CHALLENGE:
Omit the pictures and output every entry below exactly as written.

── SUPPLIED MATERIAL ──

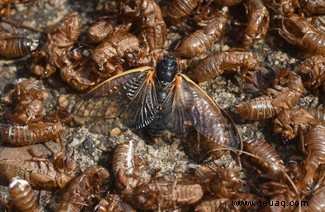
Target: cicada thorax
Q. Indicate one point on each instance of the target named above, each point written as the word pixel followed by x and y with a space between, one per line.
pixel 166 71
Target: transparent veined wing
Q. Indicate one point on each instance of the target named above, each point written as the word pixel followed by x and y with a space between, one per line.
pixel 187 104
pixel 130 95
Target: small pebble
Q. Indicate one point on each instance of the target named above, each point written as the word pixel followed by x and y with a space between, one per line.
pixel 115 132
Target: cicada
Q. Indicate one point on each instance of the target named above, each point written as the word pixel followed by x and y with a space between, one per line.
pixel 158 99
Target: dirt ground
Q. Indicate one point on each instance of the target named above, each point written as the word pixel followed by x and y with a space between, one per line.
pixel 93 144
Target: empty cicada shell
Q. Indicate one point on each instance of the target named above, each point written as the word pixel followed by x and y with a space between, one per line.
pixel 298 31
pixel 60 38
pixel 40 172
pixel 15 46
pixel 215 64
pixel 164 194
pixel 312 71
pixel 28 100
pixel 22 195
pixel 153 27
pixel 201 40
pixel 258 21
pixel 82 188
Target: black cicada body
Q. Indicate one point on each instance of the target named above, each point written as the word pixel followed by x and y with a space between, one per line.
pixel 157 99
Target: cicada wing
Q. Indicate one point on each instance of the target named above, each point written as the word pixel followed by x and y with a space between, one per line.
pixel 205 114
pixel 129 95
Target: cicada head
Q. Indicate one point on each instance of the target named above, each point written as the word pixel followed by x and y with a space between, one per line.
pixel 166 69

───

ANSWER TO THE PROBLEM:
Target: cicada thorax
Q. Indicate one point on each instance of the target named above, each point written as the word pixel followed by x and y with a space between, one per line.
pixel 166 71
Target: transparent veined wing
Q. Indicate one point on each instance of the target named above, each point written as the word pixel followed by x and y with a space between, one per line.
pixel 187 104
pixel 130 95
Target: small pebble
Q. Indicate one point on each instance of the target named above, each point written as the word pixel followed by x and y with a space between, one per line.
pixel 115 132
Target: cicada
Q. Indicate one point on each instance of the target named above, each point written as the word pixel followed by x and y with a space between, one per line.
pixel 158 99
Target: dirt ground
Q. Indicate one point on each instance of the target named above, each point written as the word pixel followed by x and y with a space between, one per line.
pixel 93 144
Target: empty cicada shell
Q. Indicate one point on each instance of the target named above, each point written as the word pixel followed by x and y with a space between, one per line.
pixel 298 31
pixel 60 38
pixel 40 172
pixel 15 46
pixel 215 64
pixel 164 194
pixel 312 71
pixel 28 100
pixel 22 195
pixel 153 27
pixel 201 40
pixel 258 21
pixel 82 188
Target: black cicada body
Q. Indicate one point on each instance of the target named above, each point written as the word pixel followed by x and y with a space between, one per line.
pixel 157 99
Target: cicada wing
Q. Indicate one point on each instance of the target named above, each point written as the word pixel followed by x and y with a space between, one per line.
pixel 205 114
pixel 129 95
Target: cicada head
Q. Indicate one point on each instance of the target named above, each point written as the word pixel followed by x and y with a space between, one per line.
pixel 166 69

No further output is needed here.